>> Begin Document excerpt
This gorgeous lady of burlesque brings showmanship, sexiness, drama and wisdom to every stage she’s on, to the point where she’s actually bested some of Brooklyn’s best drag queens in pageants. And with a name like Qualms Galore, she’s actually quite content these days. Today she shares her story with Thotyssey.
Thotyssey: Qualms, hello! Congrats on your recent MR(S) BK pageant prelim win, first of all! Did you see that coming?
Qualms Galore: No, I did not expect to win at all! I really wanted it, but I was also pretty sure I was the only burlesque performer in a cast of drag artists. You never know if standing out will be to your benefit or detriment in those situations. I guess this time it was a benefit! Honestly, I figured I had a chance at Audience Pick because Bizarre is one of my nightlife homes, but I never thought I’d be Judge’s Choice.
Your routine was gorgeous, but also kind of haunting–set to a Tool song! Is that from your repertoire, or was it kind of different from what you normally do onstage?
Thank you! In a lot of ways this act is similar to everything I do… and completely different. I became known for my stillness and musicality and storytelling early in my career, and it’s been something that I’ve stuck with. This act absolutely has all those qualities. What’s unusual about this number is its depth and sadness. Most of my pieces lift the mood of a room; they have a playful and sometimes comedic tone. Or they’re sexy and enticing, in a way that pulls the audience in. This one is different, because I pull them in almost by pushing them away.
This act is hard for me, because it’s about divorce… and every moment is a true depiction of how I felt in that time of my life. I bring the room there with me, back to that ugly place… and then at the end, we all escape together. I can feel the energy change in the room. It’s amazing!
>> End Document excerpt
>> Begin Given entries
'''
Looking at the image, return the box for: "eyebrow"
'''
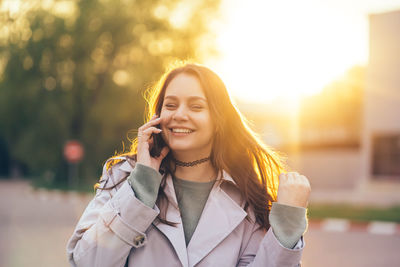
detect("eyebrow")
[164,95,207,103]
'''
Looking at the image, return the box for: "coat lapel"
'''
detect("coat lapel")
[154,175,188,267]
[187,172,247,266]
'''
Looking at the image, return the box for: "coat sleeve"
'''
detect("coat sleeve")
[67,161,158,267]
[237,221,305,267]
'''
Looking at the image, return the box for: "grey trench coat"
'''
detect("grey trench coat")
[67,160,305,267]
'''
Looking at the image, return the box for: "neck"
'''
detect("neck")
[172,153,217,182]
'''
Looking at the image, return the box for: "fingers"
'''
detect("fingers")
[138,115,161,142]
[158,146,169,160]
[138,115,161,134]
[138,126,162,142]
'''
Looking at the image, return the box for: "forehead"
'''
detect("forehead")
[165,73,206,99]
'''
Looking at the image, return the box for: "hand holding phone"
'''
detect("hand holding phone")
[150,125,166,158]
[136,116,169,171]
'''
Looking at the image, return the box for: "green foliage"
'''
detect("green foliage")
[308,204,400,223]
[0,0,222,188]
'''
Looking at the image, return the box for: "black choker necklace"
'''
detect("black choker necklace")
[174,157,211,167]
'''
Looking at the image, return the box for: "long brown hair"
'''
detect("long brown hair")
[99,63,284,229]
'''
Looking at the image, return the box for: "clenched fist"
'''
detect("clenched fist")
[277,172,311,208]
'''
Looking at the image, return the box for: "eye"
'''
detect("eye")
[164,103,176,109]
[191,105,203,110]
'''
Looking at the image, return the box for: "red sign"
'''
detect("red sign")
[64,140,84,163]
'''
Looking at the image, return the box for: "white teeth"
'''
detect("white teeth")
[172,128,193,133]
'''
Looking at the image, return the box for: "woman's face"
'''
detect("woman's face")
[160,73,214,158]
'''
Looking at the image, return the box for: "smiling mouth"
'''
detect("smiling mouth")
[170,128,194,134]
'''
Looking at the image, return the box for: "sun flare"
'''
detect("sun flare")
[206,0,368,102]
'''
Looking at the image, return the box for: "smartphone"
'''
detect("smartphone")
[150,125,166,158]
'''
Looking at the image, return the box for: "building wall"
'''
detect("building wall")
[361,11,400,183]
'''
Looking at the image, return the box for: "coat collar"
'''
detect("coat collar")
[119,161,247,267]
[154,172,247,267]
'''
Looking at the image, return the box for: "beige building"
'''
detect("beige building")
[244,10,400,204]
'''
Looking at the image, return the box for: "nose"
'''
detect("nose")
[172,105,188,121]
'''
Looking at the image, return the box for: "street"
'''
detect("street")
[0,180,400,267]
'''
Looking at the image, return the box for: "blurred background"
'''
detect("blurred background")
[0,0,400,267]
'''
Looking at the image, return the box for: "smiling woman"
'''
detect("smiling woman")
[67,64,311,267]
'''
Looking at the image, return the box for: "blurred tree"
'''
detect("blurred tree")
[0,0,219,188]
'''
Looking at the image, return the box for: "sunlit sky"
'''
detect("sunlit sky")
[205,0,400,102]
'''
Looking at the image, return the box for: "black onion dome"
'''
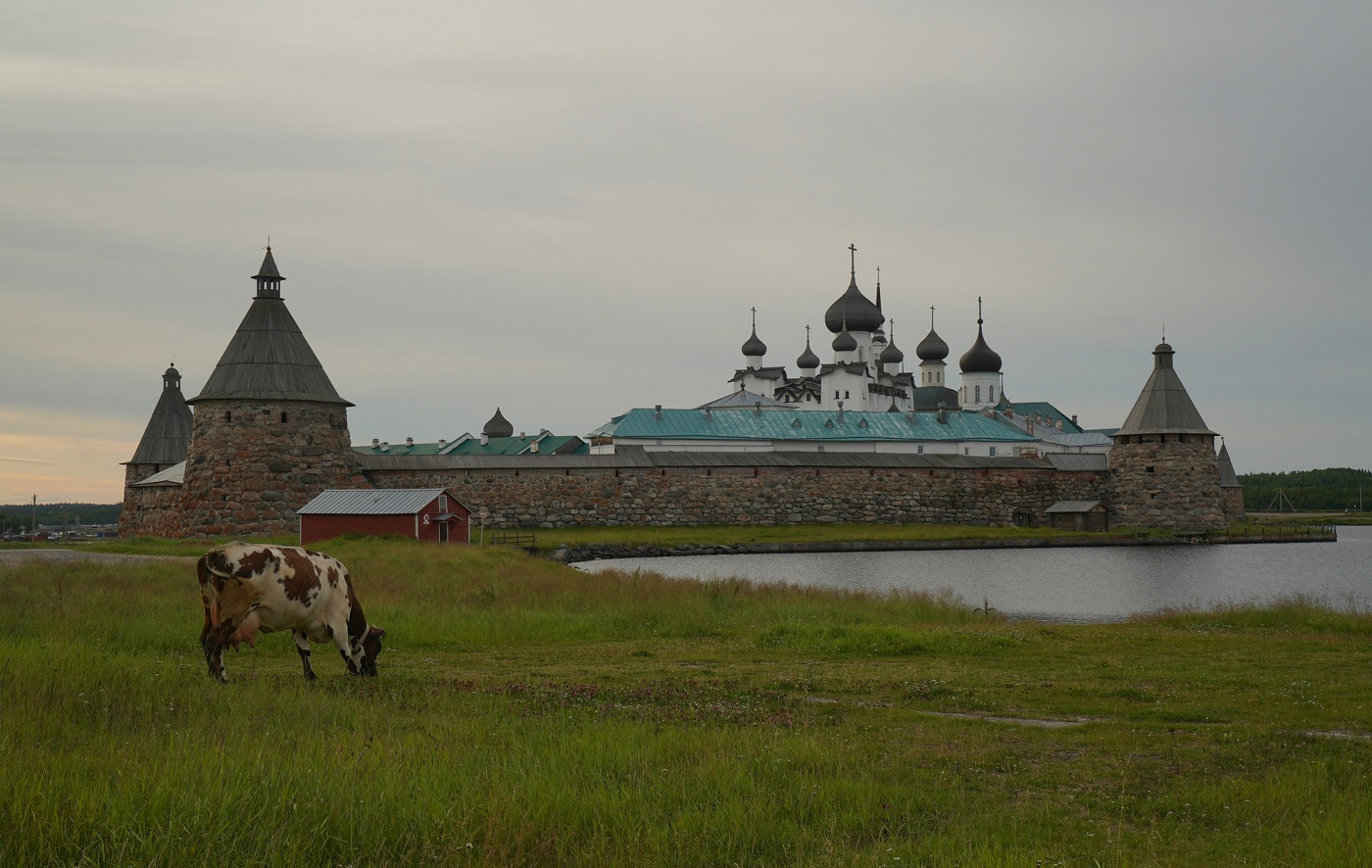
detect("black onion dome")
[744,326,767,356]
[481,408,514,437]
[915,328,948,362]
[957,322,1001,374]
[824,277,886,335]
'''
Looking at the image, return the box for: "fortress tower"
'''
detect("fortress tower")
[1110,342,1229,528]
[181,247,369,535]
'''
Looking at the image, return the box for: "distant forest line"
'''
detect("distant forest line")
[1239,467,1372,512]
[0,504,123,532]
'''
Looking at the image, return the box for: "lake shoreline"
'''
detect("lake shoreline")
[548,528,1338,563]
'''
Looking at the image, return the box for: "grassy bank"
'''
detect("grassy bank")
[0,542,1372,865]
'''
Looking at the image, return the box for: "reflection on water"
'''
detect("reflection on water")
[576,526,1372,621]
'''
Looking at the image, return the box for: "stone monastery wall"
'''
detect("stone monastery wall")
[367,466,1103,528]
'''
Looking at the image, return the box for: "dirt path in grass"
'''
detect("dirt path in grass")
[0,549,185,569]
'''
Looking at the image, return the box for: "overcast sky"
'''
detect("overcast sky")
>> End Given entries
Please write the next part of the Qualms Galore interview, picking up right after its final sentence.

And as for Tool, my music choices are all over the place. I hear a song and if it speaks to me, I have to do something with it. This act was supposed to be a one-off for an American Metal show two years ago. I had already been booked to kitten, and the producer asked if I’d do a number. At the time, I thought I could only do pretty princess burlesque, but I was up for the challenge. She sent me Tool as a band to check out. This was just months after my separation; I heard “Schism” and it described everything I’d been feeling, and as I listened the act just appeared in my head.
That’s very cathartic! Where do you get your performing costumes… do you design / sew at all?
Ha! Me and sewing machines do not get along. I can hand sew, but that’s no way to make a whole costume! I do all my own embellishing and rhinestoning, but most of my costumes are pieces I bought off the rack and then decorated. Though I do have a couple of custom costumes that were made specifically for me.
Well it’s a pretty gorgeous mix from what I’ve seen! Okay, let’s jump back a bit… where’s your hometown, and what sort of crazy kid were you?
I grew up in the Bronx, and went to school in Manhattan. I don’t think I really was a crazy kid! I had a bad attitude and problems with authority figures, but that’s just being a teenager, right?
Definitely! Were you always a dancer?
I’ve always been creative. I wrote and drew and painted all through high school and college, but I was never passionate about it. And I did theater tech in high school, but that was the extent of my performance-related background. You don’t have to be a dancer to be a burlesque performer, you just have to be entertaining and willing to take your top off!
So how did you discover burlesque?
Burlesque is the first art form that spoke to me. The first show I went to was opening night of the New York Burlesque Festival at Brooklyn Bowl in 2010. I had no idea what to expect, and I fell in love immediately. Festival shows are always long, so I walked in having seen no burlesque and walked out having seen 20 or 30 acts in just a few hours. I was hooked! It was so powerful for me to see people of all shapes, sizes, genders and colors, step on stage and own their sexuality and their bodies.
There’s also a beauty to the vulnerability in burlesque. No matter what the theme of your performance is, you end up naked in a room full of people who are clothed. That’s an act of bravery and defiance, and and it’s inherently political. I had never seen anything like it, and I knew I had to do it. It took me five years to get the courage, but I made it happen.
So you had to work through your own inhibitions about publicly disrobing at first?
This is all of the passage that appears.